§ **Records from a dataset**:
** begin **

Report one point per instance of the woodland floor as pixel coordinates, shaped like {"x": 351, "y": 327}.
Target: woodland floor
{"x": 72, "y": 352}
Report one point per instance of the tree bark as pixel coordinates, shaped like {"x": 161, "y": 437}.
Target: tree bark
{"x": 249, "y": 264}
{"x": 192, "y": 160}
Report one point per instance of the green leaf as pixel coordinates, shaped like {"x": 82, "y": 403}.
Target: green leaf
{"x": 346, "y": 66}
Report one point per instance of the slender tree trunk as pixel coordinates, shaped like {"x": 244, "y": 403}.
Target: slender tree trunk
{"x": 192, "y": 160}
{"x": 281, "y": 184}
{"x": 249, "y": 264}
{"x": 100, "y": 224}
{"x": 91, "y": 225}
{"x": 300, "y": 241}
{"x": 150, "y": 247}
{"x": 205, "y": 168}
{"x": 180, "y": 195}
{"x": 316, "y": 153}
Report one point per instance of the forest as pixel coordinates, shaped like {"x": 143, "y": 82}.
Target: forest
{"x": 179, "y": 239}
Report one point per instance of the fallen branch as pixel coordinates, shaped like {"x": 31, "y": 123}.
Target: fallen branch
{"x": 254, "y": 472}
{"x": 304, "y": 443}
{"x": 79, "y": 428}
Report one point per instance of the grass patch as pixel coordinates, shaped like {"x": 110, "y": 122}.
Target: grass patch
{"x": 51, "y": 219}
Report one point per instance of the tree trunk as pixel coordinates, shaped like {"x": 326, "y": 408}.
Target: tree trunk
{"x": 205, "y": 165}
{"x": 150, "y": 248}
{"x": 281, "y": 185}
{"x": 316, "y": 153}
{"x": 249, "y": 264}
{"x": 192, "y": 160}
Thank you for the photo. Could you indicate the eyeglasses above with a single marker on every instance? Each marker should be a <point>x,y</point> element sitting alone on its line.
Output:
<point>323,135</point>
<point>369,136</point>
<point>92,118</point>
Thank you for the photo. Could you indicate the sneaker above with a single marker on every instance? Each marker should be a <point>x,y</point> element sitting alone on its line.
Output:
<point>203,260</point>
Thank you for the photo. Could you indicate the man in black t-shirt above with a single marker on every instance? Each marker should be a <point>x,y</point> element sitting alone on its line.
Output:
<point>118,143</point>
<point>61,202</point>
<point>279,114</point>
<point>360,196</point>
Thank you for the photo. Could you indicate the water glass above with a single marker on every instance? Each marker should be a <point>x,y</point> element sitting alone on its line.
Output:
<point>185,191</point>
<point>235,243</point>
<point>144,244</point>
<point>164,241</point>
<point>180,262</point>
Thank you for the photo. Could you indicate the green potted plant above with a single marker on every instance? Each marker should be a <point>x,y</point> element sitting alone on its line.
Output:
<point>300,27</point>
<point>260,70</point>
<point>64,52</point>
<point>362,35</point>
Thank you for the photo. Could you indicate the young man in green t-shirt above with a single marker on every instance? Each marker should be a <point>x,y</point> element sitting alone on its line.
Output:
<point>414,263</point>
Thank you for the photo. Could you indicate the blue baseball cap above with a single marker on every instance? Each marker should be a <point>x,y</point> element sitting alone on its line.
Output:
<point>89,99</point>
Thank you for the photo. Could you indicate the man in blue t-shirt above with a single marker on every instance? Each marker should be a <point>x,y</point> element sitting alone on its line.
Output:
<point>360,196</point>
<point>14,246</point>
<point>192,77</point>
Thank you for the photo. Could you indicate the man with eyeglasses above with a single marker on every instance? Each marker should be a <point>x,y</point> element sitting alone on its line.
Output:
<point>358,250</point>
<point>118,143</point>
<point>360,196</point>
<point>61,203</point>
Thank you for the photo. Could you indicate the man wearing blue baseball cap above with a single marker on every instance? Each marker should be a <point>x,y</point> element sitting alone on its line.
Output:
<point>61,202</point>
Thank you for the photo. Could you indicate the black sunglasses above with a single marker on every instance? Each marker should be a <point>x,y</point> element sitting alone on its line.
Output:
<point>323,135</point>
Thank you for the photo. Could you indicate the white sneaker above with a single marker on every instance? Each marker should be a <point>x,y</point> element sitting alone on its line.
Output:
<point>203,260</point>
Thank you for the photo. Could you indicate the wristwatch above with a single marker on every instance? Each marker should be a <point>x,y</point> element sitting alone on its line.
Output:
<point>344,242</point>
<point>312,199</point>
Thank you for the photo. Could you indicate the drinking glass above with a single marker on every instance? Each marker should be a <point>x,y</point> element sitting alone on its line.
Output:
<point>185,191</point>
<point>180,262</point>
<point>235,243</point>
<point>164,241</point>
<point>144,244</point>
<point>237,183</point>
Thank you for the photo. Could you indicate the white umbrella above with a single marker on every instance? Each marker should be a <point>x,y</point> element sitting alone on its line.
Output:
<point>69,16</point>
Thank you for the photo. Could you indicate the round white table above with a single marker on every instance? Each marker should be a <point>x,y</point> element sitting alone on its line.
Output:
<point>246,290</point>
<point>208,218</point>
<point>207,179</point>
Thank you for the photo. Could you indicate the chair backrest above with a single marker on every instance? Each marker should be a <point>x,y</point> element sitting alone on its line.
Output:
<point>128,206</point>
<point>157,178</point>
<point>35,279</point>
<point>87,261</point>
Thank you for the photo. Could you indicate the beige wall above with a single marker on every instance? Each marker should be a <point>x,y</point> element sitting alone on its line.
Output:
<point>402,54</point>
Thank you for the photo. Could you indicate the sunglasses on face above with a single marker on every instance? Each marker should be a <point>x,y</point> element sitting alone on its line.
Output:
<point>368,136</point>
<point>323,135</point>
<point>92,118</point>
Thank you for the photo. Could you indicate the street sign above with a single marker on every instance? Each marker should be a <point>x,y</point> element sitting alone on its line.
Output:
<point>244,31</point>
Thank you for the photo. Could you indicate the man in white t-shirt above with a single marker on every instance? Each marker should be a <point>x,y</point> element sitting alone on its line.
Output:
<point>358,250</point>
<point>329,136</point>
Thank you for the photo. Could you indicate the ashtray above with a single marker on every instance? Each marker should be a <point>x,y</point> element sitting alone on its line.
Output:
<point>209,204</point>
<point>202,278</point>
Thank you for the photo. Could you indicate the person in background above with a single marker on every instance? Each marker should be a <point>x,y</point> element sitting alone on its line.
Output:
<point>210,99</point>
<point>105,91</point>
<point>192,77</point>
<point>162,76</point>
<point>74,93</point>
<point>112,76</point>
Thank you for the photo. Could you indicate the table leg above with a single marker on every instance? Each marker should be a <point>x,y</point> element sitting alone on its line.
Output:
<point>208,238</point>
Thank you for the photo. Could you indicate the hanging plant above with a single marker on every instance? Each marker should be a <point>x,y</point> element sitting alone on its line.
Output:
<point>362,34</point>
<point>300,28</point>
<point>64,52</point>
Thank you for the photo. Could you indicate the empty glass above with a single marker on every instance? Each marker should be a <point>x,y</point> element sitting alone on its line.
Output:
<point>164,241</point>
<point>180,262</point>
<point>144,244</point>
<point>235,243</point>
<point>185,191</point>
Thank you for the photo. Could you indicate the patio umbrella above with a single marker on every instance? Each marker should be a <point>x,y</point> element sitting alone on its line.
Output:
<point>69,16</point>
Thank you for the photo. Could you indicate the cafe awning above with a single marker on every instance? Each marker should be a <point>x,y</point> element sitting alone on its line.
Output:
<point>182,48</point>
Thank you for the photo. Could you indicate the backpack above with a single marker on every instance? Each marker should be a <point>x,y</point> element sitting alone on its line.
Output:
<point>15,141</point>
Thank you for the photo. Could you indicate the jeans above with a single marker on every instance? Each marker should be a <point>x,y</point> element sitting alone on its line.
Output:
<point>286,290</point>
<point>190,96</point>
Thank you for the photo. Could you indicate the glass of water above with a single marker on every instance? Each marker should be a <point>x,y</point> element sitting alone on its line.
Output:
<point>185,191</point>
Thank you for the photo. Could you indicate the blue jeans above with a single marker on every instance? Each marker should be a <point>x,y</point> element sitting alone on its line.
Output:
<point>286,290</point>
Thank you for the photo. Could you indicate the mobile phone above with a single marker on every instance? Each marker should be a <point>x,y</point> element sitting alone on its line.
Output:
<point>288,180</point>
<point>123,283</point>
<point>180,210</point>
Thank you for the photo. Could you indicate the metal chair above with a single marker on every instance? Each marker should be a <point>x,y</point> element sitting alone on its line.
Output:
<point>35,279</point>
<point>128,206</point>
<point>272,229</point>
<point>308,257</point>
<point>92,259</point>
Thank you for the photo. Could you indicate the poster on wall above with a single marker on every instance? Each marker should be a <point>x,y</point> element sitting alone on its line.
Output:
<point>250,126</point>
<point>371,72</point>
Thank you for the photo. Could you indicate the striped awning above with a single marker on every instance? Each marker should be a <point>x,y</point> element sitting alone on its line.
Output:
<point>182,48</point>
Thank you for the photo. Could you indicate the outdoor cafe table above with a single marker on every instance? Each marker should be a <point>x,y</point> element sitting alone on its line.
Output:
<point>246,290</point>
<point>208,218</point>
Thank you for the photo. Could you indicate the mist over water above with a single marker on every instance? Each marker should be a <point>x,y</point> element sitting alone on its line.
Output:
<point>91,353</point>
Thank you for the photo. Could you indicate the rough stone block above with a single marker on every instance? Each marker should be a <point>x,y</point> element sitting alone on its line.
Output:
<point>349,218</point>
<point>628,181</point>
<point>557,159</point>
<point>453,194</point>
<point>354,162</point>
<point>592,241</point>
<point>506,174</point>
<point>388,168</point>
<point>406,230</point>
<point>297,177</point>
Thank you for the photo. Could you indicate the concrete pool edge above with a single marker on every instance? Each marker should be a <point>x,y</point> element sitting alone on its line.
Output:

** end **

§ **THE REQUEST**:
Output the lines of the material above exactly as they stand, starting at the line containing "Thank you for the photo. Could you indicate the mobile" and ending at the line containing "<point>91,353</point>", with both of those lines included.

§ **CORRECT RESULT**:
Thank you for the photo. Could you indicate the mobile phone above with a single marker on every instance? Each marker should be a <point>x,y</point> element sitting alone on its line.
Output:
<point>288,180</point>
<point>123,283</point>
<point>180,210</point>
Thank you for the photo. Could you indicate the metal chair above with a single marker on every instance? Each marker should be a <point>x,y</point> element sitting alone on its line.
Output:
<point>35,279</point>
<point>128,206</point>
<point>272,229</point>
<point>308,257</point>
<point>92,259</point>
Thank you for the photo. Could you indicate the poster on wall above with a single marker on every instance? Each marker should be a <point>x,y</point> element sitting alone on its line.
Output:
<point>250,126</point>
<point>371,72</point>
Thank you for the photo. Could you indicate the striped awning above with a single marker on every instance? Each marker should be a <point>x,y</point> element sitting alone on its line.
Output:
<point>182,48</point>
Thank you for the photo. Could you indicate the outdoor cafe table above with a single marker on every instance? Each marker should be a <point>x,y</point> element sitting alone on its line.
Output:
<point>246,290</point>
<point>208,218</point>
Thank you for the photo. Could you indicate the mist over water above with a single marker on every instance? Each marker should be a <point>x,y</point> element sitting alone on its line.
Output:
<point>91,353</point>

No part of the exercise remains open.